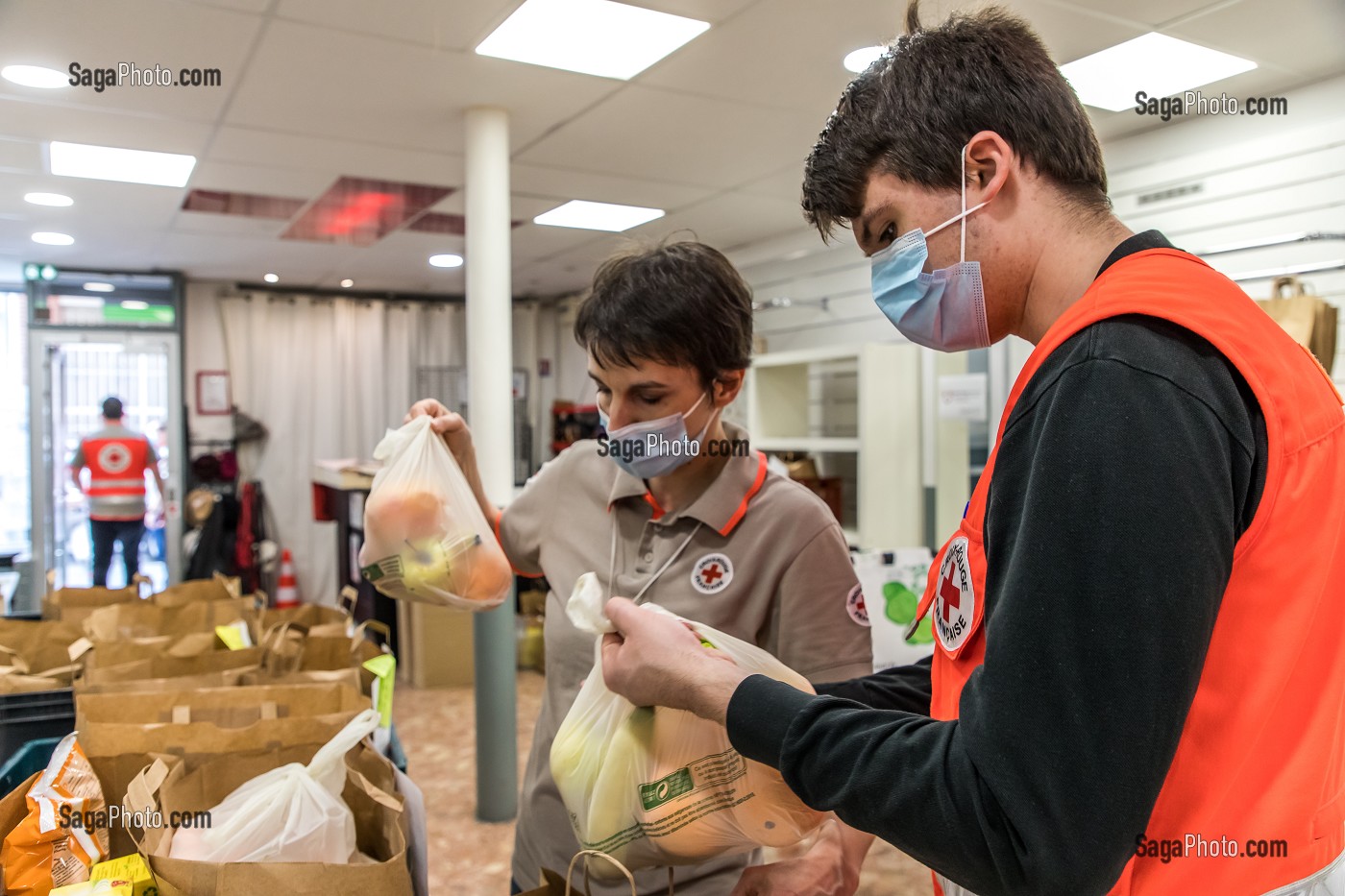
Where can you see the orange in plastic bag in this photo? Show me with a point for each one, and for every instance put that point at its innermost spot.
(64, 831)
(426, 537)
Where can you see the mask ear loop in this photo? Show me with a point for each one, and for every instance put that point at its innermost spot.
(962, 160)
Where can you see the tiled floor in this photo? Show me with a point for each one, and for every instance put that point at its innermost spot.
(471, 859)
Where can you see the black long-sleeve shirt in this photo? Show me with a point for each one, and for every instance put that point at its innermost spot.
(1127, 472)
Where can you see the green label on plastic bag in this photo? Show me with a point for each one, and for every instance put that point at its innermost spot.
(382, 569)
(665, 788)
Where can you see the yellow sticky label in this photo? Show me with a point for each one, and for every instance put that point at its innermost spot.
(385, 671)
(232, 637)
(125, 869)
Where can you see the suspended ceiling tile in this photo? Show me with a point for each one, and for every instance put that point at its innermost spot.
(137, 33)
(675, 137)
(452, 26)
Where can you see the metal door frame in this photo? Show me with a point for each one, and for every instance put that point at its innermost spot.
(43, 462)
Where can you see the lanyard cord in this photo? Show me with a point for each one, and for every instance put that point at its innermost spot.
(611, 567)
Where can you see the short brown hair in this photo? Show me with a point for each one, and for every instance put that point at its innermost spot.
(918, 104)
(676, 303)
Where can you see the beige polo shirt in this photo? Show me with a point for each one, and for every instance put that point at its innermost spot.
(757, 556)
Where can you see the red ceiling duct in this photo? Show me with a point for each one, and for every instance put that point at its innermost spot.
(359, 211)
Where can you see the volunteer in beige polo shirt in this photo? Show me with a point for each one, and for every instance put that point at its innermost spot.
(712, 537)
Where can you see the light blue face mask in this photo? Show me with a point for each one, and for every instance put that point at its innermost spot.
(643, 448)
(944, 309)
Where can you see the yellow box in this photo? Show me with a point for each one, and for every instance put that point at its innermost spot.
(97, 888)
(127, 868)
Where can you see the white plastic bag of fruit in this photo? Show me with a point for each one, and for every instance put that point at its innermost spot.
(652, 786)
(426, 537)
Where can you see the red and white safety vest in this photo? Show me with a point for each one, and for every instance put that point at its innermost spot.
(1261, 754)
(117, 460)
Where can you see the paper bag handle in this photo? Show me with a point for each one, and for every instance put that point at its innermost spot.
(140, 797)
(629, 878)
(569, 872)
(369, 624)
(347, 600)
(19, 664)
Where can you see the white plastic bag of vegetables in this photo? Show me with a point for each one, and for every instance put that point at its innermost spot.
(658, 786)
(426, 537)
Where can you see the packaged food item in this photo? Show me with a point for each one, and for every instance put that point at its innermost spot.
(64, 831)
(289, 814)
(130, 871)
(652, 786)
(96, 888)
(426, 537)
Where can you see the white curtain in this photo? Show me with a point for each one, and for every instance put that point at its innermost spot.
(326, 376)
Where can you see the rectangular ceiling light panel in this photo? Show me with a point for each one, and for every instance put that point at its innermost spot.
(598, 215)
(113, 163)
(1153, 63)
(591, 36)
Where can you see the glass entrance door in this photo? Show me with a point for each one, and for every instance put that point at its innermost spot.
(71, 372)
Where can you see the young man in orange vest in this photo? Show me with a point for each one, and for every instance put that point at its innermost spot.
(1139, 671)
(117, 460)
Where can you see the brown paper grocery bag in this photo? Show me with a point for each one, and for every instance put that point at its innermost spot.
(1310, 321)
(74, 604)
(168, 666)
(174, 786)
(118, 731)
(39, 644)
(199, 590)
(121, 621)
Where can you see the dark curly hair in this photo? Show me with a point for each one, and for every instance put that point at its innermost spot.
(920, 103)
(676, 303)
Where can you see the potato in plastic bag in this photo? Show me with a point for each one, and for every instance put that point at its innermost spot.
(60, 838)
(654, 786)
(426, 537)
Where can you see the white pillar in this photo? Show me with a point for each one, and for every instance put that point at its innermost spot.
(490, 361)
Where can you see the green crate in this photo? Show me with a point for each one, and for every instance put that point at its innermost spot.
(31, 758)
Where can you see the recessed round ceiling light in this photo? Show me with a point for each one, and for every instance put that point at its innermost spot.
(860, 60)
(50, 238)
(36, 77)
(47, 200)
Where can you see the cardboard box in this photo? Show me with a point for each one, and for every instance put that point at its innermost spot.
(436, 644)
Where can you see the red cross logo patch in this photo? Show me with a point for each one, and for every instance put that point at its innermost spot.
(955, 600)
(113, 458)
(712, 573)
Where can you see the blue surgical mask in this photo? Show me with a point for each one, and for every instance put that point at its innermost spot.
(944, 309)
(649, 443)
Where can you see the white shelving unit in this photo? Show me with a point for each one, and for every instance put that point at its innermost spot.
(789, 408)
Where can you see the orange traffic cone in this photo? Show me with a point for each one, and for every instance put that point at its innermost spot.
(286, 590)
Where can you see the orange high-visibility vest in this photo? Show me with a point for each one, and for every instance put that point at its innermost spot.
(1261, 752)
(116, 475)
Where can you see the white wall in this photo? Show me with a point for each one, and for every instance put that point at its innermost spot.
(1260, 177)
(204, 349)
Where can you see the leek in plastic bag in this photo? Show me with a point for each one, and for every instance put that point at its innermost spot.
(654, 786)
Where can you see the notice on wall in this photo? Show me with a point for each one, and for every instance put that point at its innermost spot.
(964, 397)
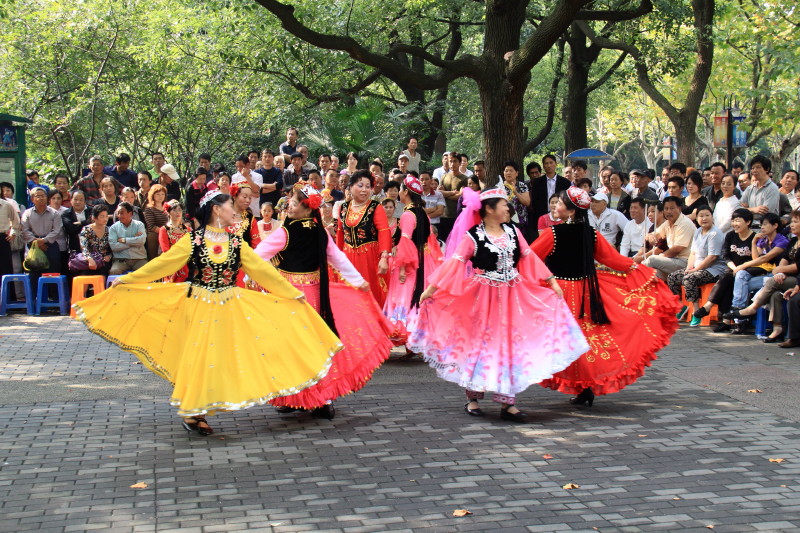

[WRITTEN TASK] Which lines of the items above contain the word "light"? Copy out every one of them.

[EXERCISE ANSWER]
Where can you see the light blue face mask in this photo? Show me with a point for each one, and for every instance put that point at its innermost spot.
Where can you see the rectangular ceiling light panel in this photo? Show me with a point for each one, and for every instance put that point at its innermost spot.
Where can you see the recessed round ceiling light in this photo? Show me with a point for each one, and for every instance put that point at its innermost spot.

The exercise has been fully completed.